(Object point labels)
------

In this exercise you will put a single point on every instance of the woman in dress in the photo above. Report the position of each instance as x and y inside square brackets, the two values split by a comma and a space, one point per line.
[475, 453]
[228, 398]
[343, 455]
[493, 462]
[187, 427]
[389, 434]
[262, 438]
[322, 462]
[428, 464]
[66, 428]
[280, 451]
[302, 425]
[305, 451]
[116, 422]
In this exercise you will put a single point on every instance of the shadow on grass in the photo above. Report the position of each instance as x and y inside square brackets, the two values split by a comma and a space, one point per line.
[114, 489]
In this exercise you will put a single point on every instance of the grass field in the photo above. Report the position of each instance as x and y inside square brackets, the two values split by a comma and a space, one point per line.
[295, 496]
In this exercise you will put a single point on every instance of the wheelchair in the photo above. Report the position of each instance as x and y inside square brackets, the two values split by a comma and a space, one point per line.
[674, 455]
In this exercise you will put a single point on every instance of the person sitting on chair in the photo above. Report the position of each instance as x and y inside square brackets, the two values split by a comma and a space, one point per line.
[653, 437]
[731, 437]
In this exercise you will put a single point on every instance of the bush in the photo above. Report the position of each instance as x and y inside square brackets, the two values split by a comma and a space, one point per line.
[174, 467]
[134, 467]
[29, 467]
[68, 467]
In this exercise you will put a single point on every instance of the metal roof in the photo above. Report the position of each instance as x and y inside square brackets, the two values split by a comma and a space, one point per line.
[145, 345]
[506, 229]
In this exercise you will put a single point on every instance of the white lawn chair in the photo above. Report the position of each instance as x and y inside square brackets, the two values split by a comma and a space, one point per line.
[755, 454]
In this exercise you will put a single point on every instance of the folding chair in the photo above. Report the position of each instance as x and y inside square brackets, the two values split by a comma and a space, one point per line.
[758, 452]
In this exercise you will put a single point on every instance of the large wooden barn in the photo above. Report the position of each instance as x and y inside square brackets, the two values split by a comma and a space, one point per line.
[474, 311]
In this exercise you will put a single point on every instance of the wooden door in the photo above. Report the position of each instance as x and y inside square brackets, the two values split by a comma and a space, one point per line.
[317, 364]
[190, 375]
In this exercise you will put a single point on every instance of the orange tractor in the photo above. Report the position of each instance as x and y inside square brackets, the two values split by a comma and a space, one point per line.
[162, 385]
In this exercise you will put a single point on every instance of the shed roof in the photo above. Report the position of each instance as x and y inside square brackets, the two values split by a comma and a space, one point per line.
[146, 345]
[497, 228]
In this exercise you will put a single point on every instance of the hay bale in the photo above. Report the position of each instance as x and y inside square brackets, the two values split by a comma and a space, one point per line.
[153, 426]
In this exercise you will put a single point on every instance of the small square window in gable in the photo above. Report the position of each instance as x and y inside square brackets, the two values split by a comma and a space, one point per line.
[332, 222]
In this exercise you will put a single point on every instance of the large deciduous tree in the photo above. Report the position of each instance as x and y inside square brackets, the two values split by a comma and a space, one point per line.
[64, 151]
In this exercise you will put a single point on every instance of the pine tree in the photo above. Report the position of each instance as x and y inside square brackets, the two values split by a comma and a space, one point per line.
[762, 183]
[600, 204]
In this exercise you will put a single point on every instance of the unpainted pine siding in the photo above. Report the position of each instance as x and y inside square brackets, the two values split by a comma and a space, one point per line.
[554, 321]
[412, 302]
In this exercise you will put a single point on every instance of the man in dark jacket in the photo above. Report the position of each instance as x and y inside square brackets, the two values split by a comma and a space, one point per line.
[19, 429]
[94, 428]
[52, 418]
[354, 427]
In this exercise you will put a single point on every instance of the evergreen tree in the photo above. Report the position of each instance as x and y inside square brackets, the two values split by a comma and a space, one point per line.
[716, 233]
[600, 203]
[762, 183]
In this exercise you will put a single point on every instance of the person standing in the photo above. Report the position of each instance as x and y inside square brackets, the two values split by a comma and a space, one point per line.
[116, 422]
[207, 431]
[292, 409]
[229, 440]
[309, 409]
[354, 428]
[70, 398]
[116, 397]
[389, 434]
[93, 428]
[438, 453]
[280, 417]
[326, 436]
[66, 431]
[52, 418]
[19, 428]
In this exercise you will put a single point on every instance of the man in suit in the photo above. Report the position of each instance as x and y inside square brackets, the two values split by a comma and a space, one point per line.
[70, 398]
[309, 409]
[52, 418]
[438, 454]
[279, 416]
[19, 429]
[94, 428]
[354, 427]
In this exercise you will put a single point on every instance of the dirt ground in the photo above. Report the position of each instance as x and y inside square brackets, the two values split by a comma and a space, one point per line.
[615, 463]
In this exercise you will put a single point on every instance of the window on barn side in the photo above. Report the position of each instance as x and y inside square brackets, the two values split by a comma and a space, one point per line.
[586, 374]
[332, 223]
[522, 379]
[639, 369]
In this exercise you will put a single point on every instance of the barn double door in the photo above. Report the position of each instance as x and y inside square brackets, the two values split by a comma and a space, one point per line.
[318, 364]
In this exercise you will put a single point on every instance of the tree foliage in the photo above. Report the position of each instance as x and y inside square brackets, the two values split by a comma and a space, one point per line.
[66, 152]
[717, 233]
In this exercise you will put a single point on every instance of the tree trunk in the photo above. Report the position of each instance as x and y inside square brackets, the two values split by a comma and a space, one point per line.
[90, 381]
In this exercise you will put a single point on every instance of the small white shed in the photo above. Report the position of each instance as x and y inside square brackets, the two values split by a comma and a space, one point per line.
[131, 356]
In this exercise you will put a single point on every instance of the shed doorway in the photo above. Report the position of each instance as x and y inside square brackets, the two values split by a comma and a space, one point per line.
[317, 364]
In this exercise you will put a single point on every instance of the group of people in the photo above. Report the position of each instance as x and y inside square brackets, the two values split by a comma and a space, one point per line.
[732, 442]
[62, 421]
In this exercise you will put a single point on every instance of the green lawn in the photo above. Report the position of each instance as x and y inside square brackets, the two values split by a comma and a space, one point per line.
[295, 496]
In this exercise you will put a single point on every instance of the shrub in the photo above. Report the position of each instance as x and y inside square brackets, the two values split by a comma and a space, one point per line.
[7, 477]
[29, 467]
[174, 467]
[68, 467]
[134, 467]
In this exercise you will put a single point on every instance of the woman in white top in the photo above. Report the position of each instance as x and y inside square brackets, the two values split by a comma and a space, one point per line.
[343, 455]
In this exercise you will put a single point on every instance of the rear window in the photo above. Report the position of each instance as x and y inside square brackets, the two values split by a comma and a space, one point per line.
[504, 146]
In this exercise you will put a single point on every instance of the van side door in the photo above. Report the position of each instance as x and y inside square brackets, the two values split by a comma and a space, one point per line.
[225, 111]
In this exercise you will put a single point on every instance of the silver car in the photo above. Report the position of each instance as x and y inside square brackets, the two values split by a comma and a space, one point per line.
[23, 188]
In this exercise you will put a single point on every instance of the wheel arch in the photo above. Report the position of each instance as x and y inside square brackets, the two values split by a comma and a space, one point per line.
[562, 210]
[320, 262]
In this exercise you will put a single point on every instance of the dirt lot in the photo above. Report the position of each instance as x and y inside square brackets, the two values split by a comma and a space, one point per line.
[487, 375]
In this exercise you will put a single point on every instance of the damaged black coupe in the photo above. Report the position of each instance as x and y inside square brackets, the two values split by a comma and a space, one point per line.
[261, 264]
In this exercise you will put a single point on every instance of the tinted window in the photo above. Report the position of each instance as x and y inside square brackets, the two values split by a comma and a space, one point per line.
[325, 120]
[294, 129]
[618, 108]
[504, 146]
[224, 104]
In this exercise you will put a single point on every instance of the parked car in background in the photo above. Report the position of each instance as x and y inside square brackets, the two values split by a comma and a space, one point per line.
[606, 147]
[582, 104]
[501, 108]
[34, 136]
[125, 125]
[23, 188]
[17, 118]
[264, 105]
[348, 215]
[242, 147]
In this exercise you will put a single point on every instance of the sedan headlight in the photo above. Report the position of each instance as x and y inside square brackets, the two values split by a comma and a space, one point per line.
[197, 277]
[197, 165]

------

§ **EXERCISE DESCRIPTION**
Can you render everything from the line containing "of the sedan" down to the end of the lines above as a numbered list, leaving out any blank lines?

§ **WRITTEN SOLUTION**
1. In this exercise you will put a single point on every instance of the sedan headlight in the photo above. Report the position of each instance as x and y inside square brackets, the two values split by a comma and a space, one point per line.
2. [197, 277]
3. [197, 165]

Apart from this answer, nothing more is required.